* **Problem statement**: Determine how many lines in the records below contain the string "side". Return only the number.

◆ ◆ ◆ ◆ ◆ ◆ ◆

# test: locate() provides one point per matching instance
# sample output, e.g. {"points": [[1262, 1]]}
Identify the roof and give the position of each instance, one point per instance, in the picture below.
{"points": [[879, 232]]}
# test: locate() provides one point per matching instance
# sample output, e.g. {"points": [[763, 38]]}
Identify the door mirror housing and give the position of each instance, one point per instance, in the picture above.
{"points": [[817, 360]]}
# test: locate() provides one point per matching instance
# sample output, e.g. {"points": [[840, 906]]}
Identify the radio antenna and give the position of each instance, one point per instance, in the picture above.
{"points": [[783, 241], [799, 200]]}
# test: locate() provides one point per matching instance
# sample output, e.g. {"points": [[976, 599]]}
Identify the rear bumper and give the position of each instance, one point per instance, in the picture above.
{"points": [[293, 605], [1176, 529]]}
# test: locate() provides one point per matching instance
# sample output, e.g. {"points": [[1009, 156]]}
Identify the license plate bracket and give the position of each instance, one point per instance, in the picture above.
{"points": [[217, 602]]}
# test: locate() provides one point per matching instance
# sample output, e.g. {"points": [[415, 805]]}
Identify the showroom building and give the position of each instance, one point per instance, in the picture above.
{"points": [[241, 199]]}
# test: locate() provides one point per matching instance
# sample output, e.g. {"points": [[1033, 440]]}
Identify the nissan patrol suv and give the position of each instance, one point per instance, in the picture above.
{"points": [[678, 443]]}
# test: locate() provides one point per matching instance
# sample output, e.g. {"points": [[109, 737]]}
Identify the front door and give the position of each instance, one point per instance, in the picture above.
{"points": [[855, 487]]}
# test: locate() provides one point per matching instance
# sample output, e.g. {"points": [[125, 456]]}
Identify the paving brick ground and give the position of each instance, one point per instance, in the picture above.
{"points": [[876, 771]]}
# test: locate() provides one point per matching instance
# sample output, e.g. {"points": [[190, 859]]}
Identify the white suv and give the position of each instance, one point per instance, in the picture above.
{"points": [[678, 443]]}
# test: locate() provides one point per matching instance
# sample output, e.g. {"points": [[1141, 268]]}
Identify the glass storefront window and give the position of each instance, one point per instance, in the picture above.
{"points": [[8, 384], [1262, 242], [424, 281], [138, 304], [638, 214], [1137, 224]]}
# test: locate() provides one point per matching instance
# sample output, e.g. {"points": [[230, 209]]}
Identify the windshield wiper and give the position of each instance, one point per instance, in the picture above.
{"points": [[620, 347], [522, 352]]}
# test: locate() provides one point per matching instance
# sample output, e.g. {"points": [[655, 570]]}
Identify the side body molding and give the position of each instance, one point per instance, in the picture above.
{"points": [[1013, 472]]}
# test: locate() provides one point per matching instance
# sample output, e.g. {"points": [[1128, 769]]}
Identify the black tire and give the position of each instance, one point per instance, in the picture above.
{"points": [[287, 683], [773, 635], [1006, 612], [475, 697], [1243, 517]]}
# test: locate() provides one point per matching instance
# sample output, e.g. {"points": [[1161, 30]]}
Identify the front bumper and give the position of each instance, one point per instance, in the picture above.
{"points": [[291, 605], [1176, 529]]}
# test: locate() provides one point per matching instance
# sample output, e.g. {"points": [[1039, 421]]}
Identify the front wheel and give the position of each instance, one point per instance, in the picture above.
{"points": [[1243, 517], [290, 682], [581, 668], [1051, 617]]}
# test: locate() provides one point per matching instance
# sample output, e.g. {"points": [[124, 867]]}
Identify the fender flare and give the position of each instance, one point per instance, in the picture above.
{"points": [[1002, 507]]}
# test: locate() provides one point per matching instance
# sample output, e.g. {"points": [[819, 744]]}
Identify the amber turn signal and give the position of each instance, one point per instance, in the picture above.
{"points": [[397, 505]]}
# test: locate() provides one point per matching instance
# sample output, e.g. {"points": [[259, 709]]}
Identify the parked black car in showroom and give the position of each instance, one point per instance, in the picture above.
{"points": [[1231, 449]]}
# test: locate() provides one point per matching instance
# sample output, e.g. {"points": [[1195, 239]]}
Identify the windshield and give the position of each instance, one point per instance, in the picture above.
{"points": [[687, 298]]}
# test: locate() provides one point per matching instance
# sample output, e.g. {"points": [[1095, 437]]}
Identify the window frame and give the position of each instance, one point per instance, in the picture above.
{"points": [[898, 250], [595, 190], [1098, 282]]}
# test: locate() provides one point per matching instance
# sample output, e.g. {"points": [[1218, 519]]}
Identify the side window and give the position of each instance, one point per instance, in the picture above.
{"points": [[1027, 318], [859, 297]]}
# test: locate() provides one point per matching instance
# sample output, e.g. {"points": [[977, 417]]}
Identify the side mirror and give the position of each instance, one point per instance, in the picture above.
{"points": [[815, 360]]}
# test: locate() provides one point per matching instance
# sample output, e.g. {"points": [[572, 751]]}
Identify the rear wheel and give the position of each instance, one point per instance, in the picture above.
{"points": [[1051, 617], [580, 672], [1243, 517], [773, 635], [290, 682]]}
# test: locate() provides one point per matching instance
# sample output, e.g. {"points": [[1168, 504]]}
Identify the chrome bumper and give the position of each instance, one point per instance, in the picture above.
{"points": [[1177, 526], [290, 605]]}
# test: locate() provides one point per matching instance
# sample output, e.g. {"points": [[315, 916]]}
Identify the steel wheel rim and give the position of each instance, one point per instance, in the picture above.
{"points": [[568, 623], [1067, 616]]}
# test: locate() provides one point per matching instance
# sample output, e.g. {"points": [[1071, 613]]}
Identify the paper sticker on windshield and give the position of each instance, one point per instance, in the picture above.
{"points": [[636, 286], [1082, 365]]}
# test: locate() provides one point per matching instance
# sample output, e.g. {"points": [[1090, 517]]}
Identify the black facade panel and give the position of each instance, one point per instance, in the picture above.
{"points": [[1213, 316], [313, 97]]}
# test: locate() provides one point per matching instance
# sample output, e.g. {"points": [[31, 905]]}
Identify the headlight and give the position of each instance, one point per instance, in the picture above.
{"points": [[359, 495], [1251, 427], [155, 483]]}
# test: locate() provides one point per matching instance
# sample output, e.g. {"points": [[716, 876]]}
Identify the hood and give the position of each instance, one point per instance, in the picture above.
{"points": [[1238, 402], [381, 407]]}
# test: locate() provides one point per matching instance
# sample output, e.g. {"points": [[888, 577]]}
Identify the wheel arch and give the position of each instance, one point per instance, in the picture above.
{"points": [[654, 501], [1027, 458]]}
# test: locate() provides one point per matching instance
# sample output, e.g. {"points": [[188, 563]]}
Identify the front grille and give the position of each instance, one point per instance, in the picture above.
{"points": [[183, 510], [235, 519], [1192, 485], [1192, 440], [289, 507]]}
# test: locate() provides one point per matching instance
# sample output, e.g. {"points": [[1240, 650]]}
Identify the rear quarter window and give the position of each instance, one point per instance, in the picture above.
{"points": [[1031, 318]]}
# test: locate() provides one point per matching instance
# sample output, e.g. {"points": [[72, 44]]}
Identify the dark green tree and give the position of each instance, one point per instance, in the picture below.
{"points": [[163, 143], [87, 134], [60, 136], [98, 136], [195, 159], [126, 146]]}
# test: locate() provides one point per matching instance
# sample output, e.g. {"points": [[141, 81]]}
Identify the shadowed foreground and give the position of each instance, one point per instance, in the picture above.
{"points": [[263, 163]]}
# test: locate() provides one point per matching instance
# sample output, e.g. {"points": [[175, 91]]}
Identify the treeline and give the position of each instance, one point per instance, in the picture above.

◆ ◆ ◆ ◆ ◆ ◆ ◆

* **Right answer**: 3